# start of Data for this exercise
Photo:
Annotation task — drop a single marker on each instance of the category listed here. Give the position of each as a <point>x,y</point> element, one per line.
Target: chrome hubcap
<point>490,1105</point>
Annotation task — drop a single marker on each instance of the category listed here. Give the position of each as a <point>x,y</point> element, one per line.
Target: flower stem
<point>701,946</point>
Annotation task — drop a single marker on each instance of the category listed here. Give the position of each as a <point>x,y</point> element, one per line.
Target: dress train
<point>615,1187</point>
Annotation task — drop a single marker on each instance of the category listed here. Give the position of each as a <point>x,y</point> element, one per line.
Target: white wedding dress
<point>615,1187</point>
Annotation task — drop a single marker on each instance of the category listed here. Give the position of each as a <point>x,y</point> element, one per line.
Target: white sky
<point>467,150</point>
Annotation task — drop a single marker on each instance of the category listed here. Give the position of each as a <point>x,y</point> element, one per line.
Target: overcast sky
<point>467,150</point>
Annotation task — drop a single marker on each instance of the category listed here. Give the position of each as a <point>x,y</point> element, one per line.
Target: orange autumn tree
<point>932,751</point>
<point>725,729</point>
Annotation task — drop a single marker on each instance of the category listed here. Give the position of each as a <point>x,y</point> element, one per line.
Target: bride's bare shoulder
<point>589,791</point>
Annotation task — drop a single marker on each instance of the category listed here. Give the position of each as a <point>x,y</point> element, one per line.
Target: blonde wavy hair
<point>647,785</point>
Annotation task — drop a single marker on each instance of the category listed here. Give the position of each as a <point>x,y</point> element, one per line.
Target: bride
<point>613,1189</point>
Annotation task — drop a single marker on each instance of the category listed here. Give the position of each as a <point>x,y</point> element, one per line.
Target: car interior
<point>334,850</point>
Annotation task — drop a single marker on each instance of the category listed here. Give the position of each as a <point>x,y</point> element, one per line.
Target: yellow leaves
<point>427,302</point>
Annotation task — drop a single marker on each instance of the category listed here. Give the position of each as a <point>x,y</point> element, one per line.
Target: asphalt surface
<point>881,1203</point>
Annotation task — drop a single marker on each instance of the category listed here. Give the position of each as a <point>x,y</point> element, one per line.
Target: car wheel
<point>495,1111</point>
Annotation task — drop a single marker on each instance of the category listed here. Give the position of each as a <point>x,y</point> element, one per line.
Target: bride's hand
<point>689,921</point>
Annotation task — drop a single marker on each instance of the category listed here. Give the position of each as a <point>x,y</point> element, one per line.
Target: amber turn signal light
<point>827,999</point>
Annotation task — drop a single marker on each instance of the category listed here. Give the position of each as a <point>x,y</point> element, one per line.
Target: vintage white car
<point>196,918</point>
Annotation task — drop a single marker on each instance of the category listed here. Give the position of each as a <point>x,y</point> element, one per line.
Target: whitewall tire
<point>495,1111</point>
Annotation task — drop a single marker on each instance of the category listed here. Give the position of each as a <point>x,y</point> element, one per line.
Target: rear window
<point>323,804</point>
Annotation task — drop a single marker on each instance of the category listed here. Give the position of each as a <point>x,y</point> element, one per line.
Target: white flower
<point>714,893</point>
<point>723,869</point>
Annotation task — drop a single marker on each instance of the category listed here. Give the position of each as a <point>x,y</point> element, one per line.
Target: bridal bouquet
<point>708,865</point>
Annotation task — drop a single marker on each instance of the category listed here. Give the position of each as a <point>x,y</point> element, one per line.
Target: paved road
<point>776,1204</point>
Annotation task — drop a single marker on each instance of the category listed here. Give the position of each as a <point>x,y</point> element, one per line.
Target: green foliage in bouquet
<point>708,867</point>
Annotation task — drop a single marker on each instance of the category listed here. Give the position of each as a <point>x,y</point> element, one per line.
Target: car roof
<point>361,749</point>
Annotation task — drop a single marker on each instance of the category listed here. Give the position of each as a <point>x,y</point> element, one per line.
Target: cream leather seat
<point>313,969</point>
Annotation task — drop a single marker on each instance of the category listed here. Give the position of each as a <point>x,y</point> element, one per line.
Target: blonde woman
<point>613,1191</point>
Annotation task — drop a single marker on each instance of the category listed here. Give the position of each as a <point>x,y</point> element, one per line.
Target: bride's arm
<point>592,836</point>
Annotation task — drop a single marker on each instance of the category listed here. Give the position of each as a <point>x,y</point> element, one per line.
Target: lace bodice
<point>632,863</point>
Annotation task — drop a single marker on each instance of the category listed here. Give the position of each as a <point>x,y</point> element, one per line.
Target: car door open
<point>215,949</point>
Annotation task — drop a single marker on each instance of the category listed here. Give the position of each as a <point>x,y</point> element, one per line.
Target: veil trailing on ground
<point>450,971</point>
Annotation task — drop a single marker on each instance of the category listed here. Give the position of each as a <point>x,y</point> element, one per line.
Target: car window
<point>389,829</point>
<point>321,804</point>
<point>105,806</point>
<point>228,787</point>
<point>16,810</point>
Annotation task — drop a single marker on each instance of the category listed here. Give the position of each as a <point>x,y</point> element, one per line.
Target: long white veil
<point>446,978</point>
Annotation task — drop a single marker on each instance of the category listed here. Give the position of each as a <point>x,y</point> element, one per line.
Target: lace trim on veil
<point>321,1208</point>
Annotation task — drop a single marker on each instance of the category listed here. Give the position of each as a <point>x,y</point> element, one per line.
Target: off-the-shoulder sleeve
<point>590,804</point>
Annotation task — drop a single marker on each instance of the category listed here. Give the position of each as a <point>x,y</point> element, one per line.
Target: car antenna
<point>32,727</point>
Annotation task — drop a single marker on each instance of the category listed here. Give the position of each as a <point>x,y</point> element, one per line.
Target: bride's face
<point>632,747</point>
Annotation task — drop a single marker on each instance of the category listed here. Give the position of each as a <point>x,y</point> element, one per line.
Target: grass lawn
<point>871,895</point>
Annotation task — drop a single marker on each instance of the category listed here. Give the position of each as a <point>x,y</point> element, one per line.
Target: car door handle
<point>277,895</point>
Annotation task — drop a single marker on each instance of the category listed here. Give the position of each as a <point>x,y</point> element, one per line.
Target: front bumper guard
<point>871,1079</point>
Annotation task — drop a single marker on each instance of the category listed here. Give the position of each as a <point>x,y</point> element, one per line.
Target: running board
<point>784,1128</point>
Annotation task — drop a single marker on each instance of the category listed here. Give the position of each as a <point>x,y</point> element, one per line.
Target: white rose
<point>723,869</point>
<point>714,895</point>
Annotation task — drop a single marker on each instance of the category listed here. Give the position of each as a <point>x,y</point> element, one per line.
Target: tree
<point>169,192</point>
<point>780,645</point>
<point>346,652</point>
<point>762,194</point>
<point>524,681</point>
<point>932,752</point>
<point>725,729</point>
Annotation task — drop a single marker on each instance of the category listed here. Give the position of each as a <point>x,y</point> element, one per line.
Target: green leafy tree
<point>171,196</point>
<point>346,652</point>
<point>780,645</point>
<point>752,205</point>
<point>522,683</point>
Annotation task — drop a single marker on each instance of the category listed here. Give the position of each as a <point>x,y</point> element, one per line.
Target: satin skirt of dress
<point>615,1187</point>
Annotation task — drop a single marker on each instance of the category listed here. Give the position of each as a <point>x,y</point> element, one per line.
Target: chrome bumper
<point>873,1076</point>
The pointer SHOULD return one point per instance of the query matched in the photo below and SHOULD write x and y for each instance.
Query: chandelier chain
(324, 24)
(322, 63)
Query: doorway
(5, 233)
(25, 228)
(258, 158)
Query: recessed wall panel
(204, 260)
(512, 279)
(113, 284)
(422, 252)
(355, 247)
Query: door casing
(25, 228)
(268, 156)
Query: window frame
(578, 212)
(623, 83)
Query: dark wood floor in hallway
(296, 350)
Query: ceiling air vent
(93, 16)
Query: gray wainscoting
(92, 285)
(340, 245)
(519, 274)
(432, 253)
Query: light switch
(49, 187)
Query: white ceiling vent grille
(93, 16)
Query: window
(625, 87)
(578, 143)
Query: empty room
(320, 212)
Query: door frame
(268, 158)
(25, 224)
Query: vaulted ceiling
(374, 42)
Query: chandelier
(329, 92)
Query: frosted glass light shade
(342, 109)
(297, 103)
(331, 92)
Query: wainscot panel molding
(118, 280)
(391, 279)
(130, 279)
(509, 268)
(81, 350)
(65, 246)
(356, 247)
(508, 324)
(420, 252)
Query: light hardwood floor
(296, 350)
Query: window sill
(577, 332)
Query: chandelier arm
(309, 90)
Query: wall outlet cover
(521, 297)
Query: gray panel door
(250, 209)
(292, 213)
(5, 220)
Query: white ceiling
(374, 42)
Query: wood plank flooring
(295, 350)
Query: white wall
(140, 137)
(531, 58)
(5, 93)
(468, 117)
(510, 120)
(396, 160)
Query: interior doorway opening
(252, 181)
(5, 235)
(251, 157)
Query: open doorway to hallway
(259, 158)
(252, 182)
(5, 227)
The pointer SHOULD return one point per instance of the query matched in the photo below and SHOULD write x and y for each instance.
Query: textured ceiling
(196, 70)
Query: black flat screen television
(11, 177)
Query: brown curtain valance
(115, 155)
# end of Data for this exercise
— To do —
Set down, word for word, only the lines running from the line with "Query: window sill" to the last line of the listing above. Both of those lines belong in your answer.

— Response for this exercise —
Query: window sill
(577, 332)
Query: chandelier arm
(309, 90)
Query: wall outlet cover
(521, 297)
Query: gray panel door
(250, 209)
(292, 213)
(5, 220)
Query: white ceiling
(374, 42)
Query: wood plank flooring
(295, 350)
Query: white wall
(140, 137)
(531, 58)
(5, 93)
(468, 117)
(510, 120)
(396, 160)
Query: interior doorway opening
(252, 181)
(5, 235)
(251, 157)
Query: open doorway to hallway
(259, 158)
(252, 182)
(5, 227)
The pointer SHOULD return one point per instance of the query matched in the photo below and SHOULD write x and y for each instance.
Query: textured ceiling
(196, 70)
Query: black flat screen television
(11, 177)
Query: brown curtain valance
(115, 155)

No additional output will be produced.